Find every line in the data below that contains the string "coordinates", matching case exactly, and copy each of those lines.
•••••
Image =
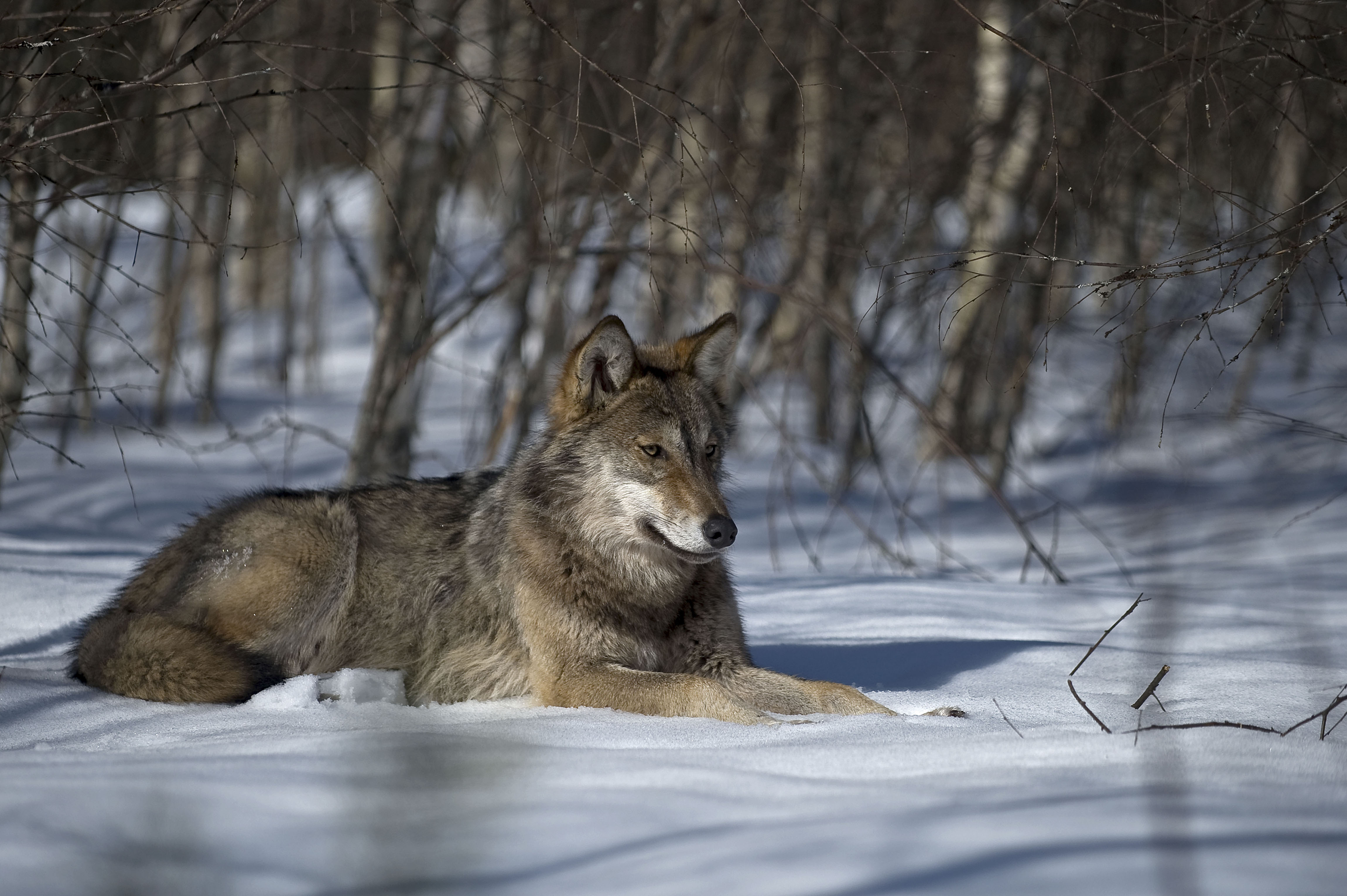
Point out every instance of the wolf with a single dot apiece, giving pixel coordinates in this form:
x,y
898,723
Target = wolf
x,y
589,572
•••••
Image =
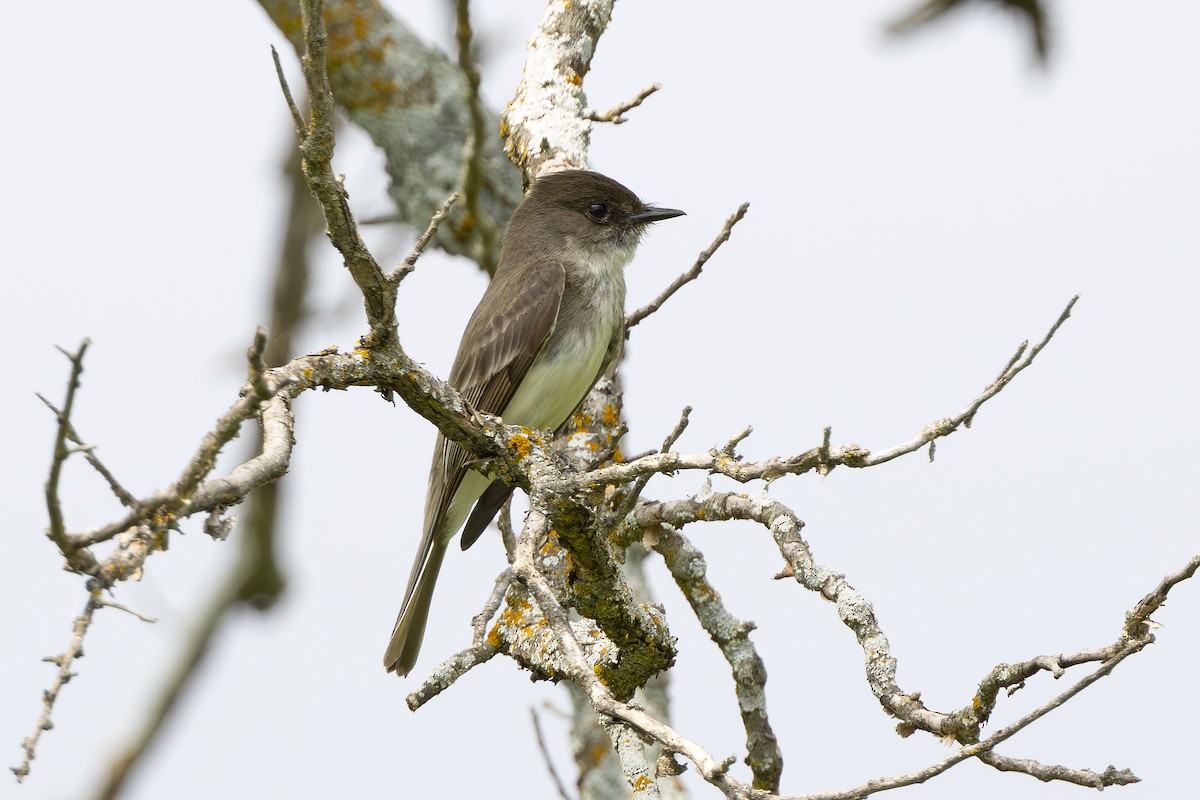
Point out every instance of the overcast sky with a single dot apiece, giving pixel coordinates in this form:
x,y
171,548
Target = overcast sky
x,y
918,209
•••••
▶ **Reply to the exercise**
Point out every instance of the wolf with a single dot apiece, giving pixel coordinates in this form:
Point out every instance of the overcast sky with a single dot apiece, giving pixel coordinates in this form:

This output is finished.